[Pointing records for named objects]

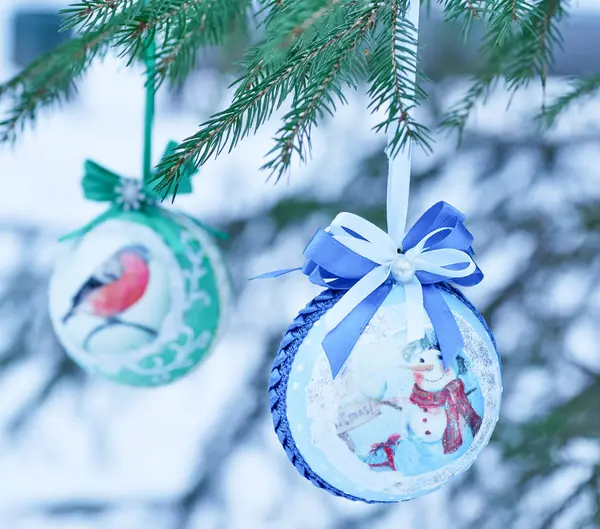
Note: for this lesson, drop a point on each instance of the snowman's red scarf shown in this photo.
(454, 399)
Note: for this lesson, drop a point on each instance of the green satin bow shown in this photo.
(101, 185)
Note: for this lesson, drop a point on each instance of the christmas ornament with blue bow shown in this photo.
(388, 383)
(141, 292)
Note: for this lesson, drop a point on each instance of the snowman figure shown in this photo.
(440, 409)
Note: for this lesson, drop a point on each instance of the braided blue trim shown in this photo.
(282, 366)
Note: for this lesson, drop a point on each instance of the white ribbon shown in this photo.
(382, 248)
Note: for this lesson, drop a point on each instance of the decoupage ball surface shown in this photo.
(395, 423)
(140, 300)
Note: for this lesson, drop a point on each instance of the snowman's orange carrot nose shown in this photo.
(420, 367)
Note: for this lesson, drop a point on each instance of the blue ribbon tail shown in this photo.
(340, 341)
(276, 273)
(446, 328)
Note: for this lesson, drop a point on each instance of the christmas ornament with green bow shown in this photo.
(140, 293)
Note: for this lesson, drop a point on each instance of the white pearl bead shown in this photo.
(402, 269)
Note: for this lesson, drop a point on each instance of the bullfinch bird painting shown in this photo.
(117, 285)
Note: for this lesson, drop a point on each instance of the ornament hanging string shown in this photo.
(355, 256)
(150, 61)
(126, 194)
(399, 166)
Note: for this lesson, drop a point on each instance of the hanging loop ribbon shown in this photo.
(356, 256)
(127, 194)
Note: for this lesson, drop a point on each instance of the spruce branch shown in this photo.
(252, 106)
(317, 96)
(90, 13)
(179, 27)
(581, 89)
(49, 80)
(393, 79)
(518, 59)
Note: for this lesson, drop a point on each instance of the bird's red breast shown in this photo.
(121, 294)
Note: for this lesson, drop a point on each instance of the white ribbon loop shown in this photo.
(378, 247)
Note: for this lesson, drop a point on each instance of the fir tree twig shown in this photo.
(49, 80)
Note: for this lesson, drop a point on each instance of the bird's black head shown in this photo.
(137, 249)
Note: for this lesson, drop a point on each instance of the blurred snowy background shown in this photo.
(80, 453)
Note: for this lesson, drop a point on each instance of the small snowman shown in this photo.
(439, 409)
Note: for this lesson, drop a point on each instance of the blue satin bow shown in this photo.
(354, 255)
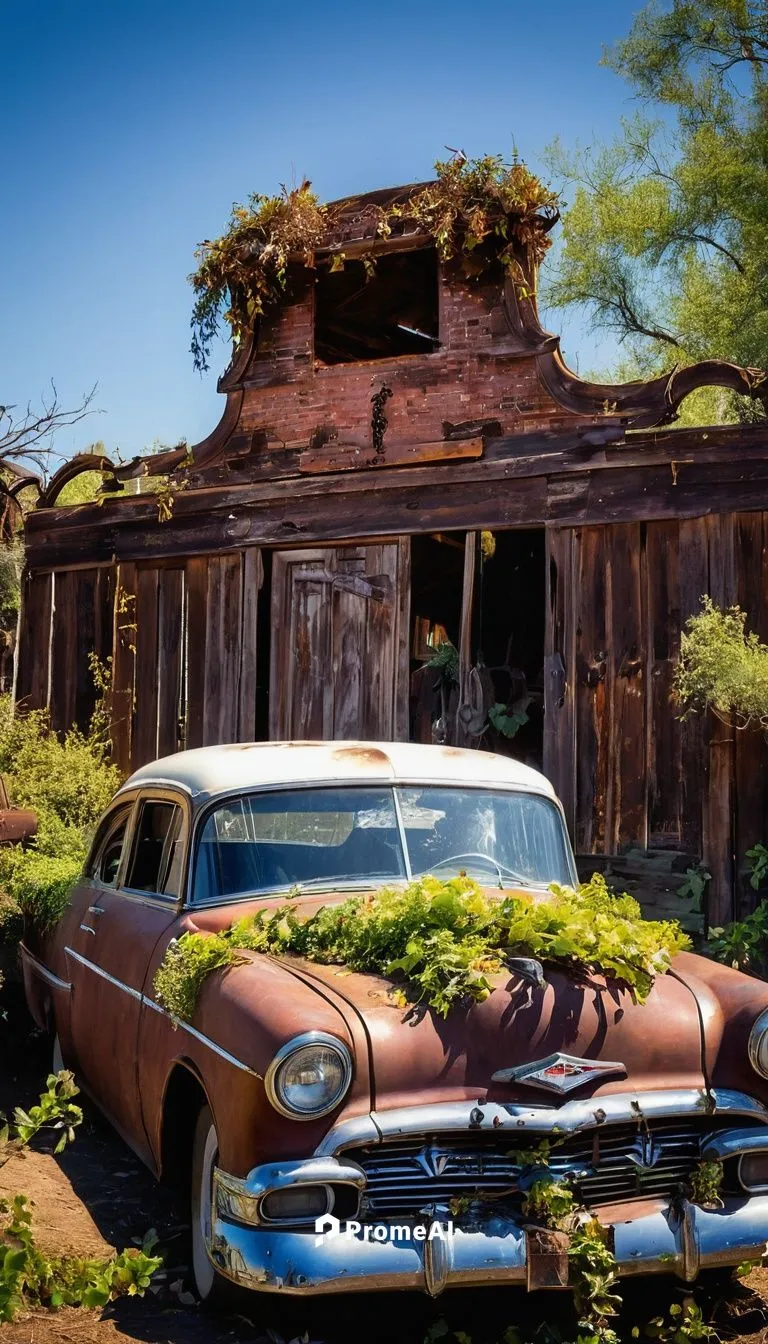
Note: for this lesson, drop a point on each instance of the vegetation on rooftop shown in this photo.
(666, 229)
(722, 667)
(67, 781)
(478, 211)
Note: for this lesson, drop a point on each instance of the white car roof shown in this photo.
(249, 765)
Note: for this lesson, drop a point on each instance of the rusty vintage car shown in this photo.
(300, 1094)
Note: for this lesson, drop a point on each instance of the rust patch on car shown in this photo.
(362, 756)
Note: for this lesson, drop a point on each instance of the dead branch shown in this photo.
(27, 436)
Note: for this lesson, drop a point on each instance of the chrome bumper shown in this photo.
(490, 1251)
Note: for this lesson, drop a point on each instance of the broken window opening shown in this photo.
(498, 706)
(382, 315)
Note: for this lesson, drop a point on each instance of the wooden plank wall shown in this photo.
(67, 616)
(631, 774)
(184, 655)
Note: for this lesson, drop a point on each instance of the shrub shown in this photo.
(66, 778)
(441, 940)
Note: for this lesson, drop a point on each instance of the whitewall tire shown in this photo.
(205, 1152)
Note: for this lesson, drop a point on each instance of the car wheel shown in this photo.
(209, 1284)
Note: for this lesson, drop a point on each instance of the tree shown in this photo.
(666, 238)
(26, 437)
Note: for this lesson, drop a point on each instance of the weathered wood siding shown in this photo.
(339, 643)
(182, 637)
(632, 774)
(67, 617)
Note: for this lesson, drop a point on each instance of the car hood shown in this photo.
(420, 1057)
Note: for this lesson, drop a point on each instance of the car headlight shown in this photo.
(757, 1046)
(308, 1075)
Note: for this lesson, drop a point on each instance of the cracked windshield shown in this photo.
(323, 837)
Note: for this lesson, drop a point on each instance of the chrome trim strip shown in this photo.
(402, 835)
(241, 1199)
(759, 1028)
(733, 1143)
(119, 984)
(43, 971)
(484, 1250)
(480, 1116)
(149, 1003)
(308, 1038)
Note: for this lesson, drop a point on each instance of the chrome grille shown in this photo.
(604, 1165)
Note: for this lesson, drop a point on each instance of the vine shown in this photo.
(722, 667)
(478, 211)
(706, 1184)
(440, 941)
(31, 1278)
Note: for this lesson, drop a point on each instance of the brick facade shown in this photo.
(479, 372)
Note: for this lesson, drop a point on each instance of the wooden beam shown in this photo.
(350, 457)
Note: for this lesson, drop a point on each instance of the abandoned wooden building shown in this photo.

WORK TO DO.
Write out all of the lines above again, replacing "drop a point" with "place a marker" everywhere and changing nothing else. Leave the pictures out of your answer.

OUTPUT FOR THIS EXERCISE.
Note: for this lesson, place a marker on each instance of the snowman's red scarf shown in this photo.
(454, 399)
Note: for this lesson, place a marker on each instance of the green satin bow shown in this photo.
(101, 185)
Note: for this lesson, place a marker on each instance of the christmas ornament with blue bow shown in this photo.
(388, 383)
(141, 292)
Note: for this lesson, place a marker on each instance of the snowman figure shown in this photo.
(440, 409)
Note: for this lesson, place a marker on each instance of the braided blue trim shown in this photo.
(282, 366)
Note: for this lesson, place a marker on each instance of the white ribbon shown in this photo.
(382, 248)
Note: for this lesson, place a marker on each instance of the decoupage ball surface shown in this photo.
(395, 423)
(140, 300)
Note: for this lesson, place a marker on each instance of the snowman's orange carrot nose shown in this photo.
(420, 367)
Note: for this lesson, place a marker on each instance of the blue ribbon tail shown in this photo.
(340, 341)
(276, 273)
(446, 328)
Note: for this lesson, place a marker on each instance of the christmas ornament with green bow shown in this photo.
(140, 293)
Note: for this lesson, place a marker on each instance of the white pearl bead shown in this photo.
(402, 269)
Note: for this lesson, place a marker on each instance of the bullfinch bird painting shown in this photo.
(117, 285)
Note: for this lesson, place a marker on each instance of the ornament hanging string shown in this photo.
(355, 256)
(150, 61)
(126, 194)
(399, 166)
Note: for this lesson, place a marker on each instance of the hanging loop ribbon shown in this photo.
(356, 256)
(127, 194)
Note: for this lesson, place a marker on each instance of the spruce branch shown in this photo.
(252, 106)
(317, 96)
(90, 13)
(179, 27)
(581, 89)
(49, 80)
(393, 79)
(518, 59)
Note: for this lesson, place a marker on each instance of the bird's red breast shown in this photo.
(121, 294)
Note: for this lesson, place a marker on each instance of the white ribbon loop shown in this photo.
(378, 247)
Note: for this lesson, place a marker on each instance of the fir tree twig shown in this photo.
(49, 80)
Note: for this lesson, place a marker on each instance of the bird's black head shown in this photo.
(137, 249)
Note: for this lesson, place a marker on each instance of the blurred snowy background shown in this photo.
(80, 453)
Note: for this lesson, place a marker on each instance of the small snowman shown in this photo.
(439, 409)
Note: for this lesson, place a marker on each instance of the blue satin bow shown in this photo.
(354, 255)
Note: for this lesson, place a marker on each instance of the vegetation on rooftop shown in this photo.
(666, 229)
(722, 667)
(67, 781)
(478, 211)
Note: for this lesson, place a marker on each instance of the white car roof shown in this photo.
(249, 765)
Note: for this lesson, place a marker on each instance of the rusty vintage car shown in this photo.
(300, 1094)
Note: for this lesson, place a marker on each instance of the rust patch on car shown in this photo.
(362, 756)
Note: for this lesson, place a marker on each instance of the dead branch shown in this photo.
(27, 436)
Note: for this lesson, place a marker on each instance of the chrome bumper shown in this photo.
(490, 1251)
Note: for this lesson, place a marker on each instance of the broken window opening shown in this photo.
(498, 706)
(382, 315)
Note: for this lesson, place a marker on each instance of the wooden plank wall shown in this photo.
(67, 616)
(631, 774)
(184, 655)
Note: for this lesson, place a marker on each instance of the shrub shown in this photo.
(66, 778)
(441, 940)
Note: for this lesson, place a marker on each instance of the whitewall tire shown in this photo.
(205, 1152)
Note: for this lesson, place a marker on each instance of the car wheel shown in this photo.
(209, 1284)
Note: for this lesson, place a marker on each instance of the tree shown in this photo.
(666, 238)
(26, 437)
Note: for this lesson, place a marker on each instance of the weathered wood siding shown in this photo.
(339, 643)
(182, 637)
(632, 774)
(67, 617)
Note: for this lesson, place a marker on each instance of the car hood shown in this photo.
(420, 1057)
Note: for this lesson, place a marker on each instance of the car headlight shown in this photo.
(757, 1046)
(308, 1075)
Note: for this lesson, place a marker on each instance of the cracked windshield shown in this photo.
(323, 837)
Note: for this lesson, place a marker on each instance of the chrome trim strip shown in this photo.
(402, 835)
(241, 1199)
(759, 1028)
(733, 1143)
(119, 984)
(43, 971)
(484, 1250)
(480, 1116)
(149, 1003)
(308, 1038)
Note: for this lesson, place a marker on each instance of the chrome grille shown in this photo.
(604, 1165)
Note: for this lesson, place a marker on each instance of the vine shown in this photo.
(722, 667)
(478, 211)
(706, 1184)
(440, 941)
(31, 1278)
Note: for this lesson, place a marker on each instance of the brick facade shown in this photo.
(479, 372)
Note: for this lesson, place a marker on each instance of the wooden beam shown in this photo.
(350, 457)
Note: for this lesson, place a marker on each instance of the abandoned wooden building shown in this photo.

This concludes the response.